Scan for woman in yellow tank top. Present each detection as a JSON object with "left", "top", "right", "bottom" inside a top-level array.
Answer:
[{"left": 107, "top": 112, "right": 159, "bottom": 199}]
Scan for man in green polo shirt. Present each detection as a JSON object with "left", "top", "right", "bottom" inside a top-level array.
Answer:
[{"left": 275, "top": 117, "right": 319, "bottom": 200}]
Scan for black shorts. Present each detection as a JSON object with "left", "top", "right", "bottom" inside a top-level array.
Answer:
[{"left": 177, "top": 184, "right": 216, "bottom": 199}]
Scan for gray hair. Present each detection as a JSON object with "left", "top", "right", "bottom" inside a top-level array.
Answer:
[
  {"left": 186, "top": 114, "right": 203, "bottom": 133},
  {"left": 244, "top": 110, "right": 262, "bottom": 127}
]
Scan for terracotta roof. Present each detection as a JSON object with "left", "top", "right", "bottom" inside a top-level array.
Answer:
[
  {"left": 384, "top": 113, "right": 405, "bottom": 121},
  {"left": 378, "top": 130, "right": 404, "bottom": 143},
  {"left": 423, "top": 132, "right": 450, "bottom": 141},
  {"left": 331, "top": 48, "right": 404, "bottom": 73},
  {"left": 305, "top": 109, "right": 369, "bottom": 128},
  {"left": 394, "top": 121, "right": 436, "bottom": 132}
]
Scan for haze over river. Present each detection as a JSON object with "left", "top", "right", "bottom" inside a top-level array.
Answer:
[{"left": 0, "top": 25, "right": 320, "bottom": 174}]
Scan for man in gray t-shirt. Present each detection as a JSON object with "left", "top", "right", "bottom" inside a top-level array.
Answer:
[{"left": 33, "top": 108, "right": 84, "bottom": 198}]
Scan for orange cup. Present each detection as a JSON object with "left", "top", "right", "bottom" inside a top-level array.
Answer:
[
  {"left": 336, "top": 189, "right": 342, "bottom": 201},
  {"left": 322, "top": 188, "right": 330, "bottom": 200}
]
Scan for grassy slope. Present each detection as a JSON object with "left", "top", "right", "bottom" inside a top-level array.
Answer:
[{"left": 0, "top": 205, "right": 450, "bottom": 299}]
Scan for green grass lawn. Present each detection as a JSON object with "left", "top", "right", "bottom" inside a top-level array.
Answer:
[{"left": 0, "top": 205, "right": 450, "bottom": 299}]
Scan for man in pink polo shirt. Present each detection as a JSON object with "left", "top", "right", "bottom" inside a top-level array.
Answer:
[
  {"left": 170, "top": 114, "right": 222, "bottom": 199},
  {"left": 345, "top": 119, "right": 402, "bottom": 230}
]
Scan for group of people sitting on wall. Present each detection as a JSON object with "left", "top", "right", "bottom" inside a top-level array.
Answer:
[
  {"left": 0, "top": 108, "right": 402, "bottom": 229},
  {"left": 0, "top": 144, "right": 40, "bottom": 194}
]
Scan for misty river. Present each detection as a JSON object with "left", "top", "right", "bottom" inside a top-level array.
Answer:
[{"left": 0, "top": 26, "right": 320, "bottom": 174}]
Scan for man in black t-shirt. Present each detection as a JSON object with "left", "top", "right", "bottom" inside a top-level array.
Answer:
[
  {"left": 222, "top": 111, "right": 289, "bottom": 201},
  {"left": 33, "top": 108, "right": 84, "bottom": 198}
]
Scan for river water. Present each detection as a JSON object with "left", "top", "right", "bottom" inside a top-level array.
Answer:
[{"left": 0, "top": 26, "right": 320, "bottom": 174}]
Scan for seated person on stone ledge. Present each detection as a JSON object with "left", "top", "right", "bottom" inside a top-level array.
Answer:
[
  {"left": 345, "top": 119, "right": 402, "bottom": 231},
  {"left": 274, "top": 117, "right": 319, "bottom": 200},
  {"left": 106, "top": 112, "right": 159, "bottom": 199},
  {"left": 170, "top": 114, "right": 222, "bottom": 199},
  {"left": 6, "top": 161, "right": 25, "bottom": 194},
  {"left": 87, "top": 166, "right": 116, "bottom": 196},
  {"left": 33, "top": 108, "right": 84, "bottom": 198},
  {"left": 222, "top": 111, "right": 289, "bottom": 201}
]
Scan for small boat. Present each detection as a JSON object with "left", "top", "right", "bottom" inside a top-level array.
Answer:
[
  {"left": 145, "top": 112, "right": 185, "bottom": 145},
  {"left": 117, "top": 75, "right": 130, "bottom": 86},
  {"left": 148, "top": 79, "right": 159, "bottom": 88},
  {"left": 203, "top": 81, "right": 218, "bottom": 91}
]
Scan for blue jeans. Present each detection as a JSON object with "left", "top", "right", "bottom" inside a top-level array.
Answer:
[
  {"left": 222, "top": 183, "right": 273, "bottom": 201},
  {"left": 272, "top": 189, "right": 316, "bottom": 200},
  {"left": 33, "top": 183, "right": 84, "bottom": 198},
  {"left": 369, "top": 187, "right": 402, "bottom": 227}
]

[REQUIRED WORK] Rewrite the part that opens with the line containing "Scan for man in black" and runs to the end of the lines, changing "small boat" to "rowboat" and leaving everything else the same. Give only that part.

[RESULT OF THE TASK]
Scan for man in black t-shirt. Present each detection as a JSON object with "left", "top", "right", "bottom" inside a top-level array.
Answer:
[
  {"left": 222, "top": 111, "right": 289, "bottom": 201},
  {"left": 33, "top": 108, "right": 84, "bottom": 198}
]
Scan for river water. Present each detection as a JSON object with "left", "top", "right", "bottom" inside a top-level array.
Answer:
[{"left": 0, "top": 26, "right": 320, "bottom": 174}]
Scan for seated person on stone ledge. Present each detection as a JSON object with "left", "top", "right", "bottom" inside a top-level array.
Answer:
[
  {"left": 345, "top": 119, "right": 402, "bottom": 231},
  {"left": 274, "top": 117, "right": 319, "bottom": 200},
  {"left": 106, "top": 112, "right": 159, "bottom": 199},
  {"left": 170, "top": 114, "right": 222, "bottom": 199},
  {"left": 6, "top": 161, "right": 25, "bottom": 194},
  {"left": 87, "top": 166, "right": 116, "bottom": 196},
  {"left": 33, "top": 108, "right": 84, "bottom": 198},
  {"left": 222, "top": 111, "right": 289, "bottom": 201}
]
Scan for rowboat. Present each detection as a JSON object with "left", "top", "right", "bottom" inside a top-level array.
Answer:
[
  {"left": 145, "top": 112, "right": 185, "bottom": 145},
  {"left": 117, "top": 75, "right": 130, "bottom": 86},
  {"left": 148, "top": 79, "right": 159, "bottom": 88},
  {"left": 203, "top": 81, "right": 218, "bottom": 91}
]
Scan for blue jeans. Present each detection as a JSON object with "left", "top", "right", "bottom" inside a top-level array.
Answer:
[
  {"left": 222, "top": 183, "right": 273, "bottom": 201},
  {"left": 272, "top": 189, "right": 316, "bottom": 200},
  {"left": 33, "top": 183, "right": 84, "bottom": 198},
  {"left": 369, "top": 187, "right": 402, "bottom": 227}
]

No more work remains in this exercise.